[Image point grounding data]
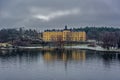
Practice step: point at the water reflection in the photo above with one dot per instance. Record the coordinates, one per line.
(59, 65)
(30, 56)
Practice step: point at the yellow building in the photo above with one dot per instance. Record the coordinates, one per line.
(64, 35)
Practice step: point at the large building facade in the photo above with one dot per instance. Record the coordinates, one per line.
(64, 35)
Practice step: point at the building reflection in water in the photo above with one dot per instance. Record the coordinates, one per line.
(75, 55)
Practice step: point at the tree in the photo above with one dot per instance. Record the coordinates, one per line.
(109, 40)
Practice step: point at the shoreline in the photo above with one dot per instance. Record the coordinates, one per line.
(98, 48)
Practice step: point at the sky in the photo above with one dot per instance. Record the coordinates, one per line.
(55, 14)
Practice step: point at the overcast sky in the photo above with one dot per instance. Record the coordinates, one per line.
(49, 14)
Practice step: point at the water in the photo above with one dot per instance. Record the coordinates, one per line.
(59, 65)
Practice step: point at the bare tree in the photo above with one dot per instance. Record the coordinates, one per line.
(109, 40)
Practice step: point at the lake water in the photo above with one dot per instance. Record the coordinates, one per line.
(59, 65)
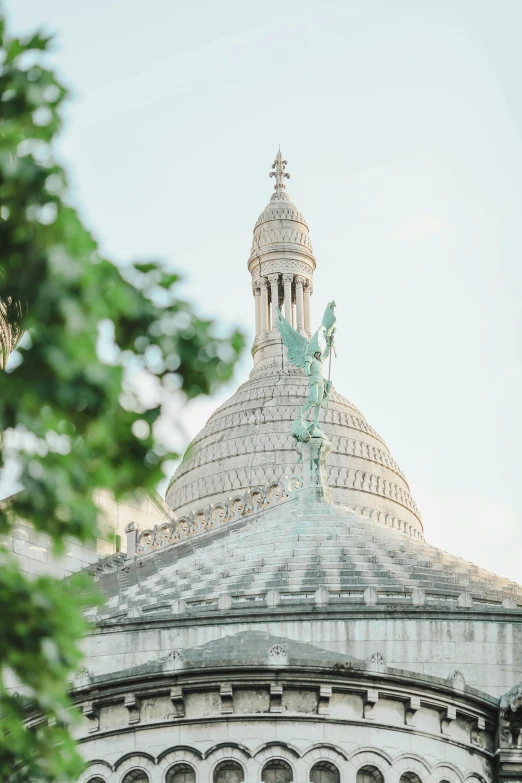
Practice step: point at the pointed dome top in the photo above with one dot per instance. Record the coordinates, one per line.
(281, 228)
(279, 166)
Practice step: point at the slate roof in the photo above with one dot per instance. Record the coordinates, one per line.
(296, 551)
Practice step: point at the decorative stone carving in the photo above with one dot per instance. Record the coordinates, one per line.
(477, 729)
(178, 701)
(276, 698)
(277, 656)
(133, 706)
(325, 694)
(131, 531)
(411, 708)
(370, 699)
(82, 678)
(92, 713)
(227, 698)
(376, 662)
(174, 661)
(205, 519)
(457, 680)
(446, 718)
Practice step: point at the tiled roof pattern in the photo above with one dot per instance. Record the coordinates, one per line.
(296, 551)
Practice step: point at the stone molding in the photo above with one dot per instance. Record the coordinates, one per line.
(215, 515)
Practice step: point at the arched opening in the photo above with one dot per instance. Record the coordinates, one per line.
(181, 773)
(277, 771)
(136, 776)
(324, 772)
(229, 772)
(369, 774)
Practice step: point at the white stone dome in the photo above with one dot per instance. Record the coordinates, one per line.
(246, 443)
(281, 223)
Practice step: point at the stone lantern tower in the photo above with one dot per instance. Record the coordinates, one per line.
(282, 265)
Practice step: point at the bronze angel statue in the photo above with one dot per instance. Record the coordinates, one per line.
(307, 355)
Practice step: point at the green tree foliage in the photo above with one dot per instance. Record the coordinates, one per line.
(77, 421)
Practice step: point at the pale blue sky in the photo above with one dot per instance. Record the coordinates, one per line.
(401, 122)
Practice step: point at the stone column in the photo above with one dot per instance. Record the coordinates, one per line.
(264, 323)
(307, 313)
(257, 300)
(274, 287)
(299, 282)
(287, 282)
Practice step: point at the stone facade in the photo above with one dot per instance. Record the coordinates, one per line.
(283, 623)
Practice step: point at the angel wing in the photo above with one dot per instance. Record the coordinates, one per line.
(296, 344)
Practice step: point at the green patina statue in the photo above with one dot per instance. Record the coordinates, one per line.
(307, 355)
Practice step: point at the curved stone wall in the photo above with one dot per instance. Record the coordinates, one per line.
(270, 726)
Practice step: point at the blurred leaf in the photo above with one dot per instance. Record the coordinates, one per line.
(63, 401)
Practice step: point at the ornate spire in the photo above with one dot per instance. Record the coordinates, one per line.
(279, 173)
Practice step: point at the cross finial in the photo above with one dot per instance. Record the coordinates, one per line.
(279, 172)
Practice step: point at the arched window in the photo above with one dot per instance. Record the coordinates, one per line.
(277, 771)
(136, 776)
(369, 774)
(229, 772)
(181, 773)
(324, 772)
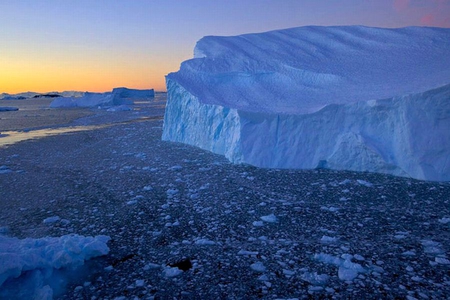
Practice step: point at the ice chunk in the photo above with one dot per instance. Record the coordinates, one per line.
(119, 96)
(269, 218)
(347, 270)
(258, 267)
(8, 108)
(31, 262)
(281, 99)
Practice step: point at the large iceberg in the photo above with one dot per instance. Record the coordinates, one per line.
(118, 96)
(346, 98)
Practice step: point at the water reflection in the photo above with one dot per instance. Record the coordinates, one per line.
(12, 137)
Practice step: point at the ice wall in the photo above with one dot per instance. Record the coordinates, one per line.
(350, 98)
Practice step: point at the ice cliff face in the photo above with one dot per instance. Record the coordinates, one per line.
(352, 98)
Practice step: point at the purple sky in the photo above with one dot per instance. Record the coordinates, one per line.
(96, 45)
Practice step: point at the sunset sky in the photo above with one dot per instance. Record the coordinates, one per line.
(95, 45)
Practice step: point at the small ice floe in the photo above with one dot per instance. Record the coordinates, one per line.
(345, 181)
(120, 108)
(171, 192)
(258, 267)
(140, 282)
(330, 209)
(175, 168)
(315, 279)
(8, 108)
(444, 220)
(409, 253)
(269, 218)
(245, 252)
(432, 247)
(5, 170)
(30, 262)
(204, 242)
(328, 239)
(151, 266)
(51, 220)
(108, 268)
(442, 260)
(347, 270)
(172, 272)
(258, 223)
(263, 277)
(364, 183)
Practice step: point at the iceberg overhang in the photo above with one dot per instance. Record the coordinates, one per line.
(304, 98)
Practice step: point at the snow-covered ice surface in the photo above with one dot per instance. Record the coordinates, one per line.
(353, 98)
(189, 224)
(118, 97)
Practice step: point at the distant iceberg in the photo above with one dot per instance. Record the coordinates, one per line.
(118, 96)
(345, 98)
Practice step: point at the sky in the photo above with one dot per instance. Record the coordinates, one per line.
(96, 45)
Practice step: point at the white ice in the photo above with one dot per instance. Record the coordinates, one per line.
(348, 97)
(32, 263)
(119, 99)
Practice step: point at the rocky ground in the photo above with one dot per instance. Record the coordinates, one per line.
(187, 224)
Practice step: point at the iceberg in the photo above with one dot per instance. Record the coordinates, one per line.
(345, 98)
(118, 96)
(33, 268)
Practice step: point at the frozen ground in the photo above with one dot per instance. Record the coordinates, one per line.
(188, 224)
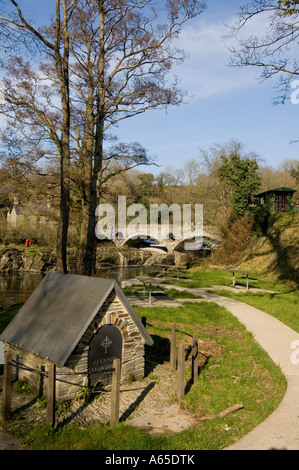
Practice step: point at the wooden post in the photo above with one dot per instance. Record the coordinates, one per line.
(6, 404)
(173, 348)
(114, 412)
(181, 373)
(50, 418)
(195, 358)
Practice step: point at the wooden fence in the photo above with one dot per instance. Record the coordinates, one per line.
(53, 376)
(177, 362)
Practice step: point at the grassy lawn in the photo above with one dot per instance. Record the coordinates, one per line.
(238, 371)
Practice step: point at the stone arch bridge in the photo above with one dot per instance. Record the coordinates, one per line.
(165, 236)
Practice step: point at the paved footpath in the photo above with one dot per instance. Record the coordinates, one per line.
(280, 431)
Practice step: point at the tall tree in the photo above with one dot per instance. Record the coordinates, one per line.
(240, 174)
(108, 60)
(56, 45)
(275, 51)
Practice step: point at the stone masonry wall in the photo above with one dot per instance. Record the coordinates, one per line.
(68, 386)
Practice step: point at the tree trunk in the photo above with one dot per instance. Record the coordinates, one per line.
(91, 241)
(62, 67)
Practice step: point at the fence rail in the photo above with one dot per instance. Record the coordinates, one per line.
(53, 376)
(177, 362)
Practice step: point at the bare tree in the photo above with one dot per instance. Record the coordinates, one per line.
(275, 50)
(55, 43)
(108, 60)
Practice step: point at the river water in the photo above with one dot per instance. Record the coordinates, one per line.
(15, 288)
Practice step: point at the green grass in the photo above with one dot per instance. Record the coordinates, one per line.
(238, 371)
(283, 306)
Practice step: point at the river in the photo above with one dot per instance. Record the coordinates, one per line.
(16, 288)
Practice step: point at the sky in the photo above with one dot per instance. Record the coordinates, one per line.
(224, 103)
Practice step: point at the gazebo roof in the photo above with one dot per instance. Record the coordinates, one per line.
(54, 318)
(277, 190)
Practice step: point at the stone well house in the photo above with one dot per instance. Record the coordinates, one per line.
(81, 324)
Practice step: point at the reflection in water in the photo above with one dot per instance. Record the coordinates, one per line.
(15, 288)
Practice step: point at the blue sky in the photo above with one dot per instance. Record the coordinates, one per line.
(226, 103)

--- TASK ITEM ---
Look above for the line containing "Practice step: point at the river in". From there to the final line of the entries, repeat every line exactly.

--- YOUR SOLUTION ---
Practice step: point at the river in the photo above with one dot per instance. Record the coordinates, one per line.
(16, 288)
Practice step: point at the sky in the photo above with one dot per instance. Record the coordinates, one per line.
(224, 103)
Practice step: point at the gazebo roof in the photo above with one dot per instance. Record the coordinates, one per line.
(54, 318)
(277, 190)
Practice step: point at the stone well house in the photo above with one dot per instance. Record the coordinates, one per line.
(81, 324)
Practice step: point at the reflection in water in the photo above with one dot per instance. Record the coordinates, one per line.
(15, 288)
Practice step: point at the blue sky in the photo above with one dot per instance. Record the coordinates, one per line.
(226, 103)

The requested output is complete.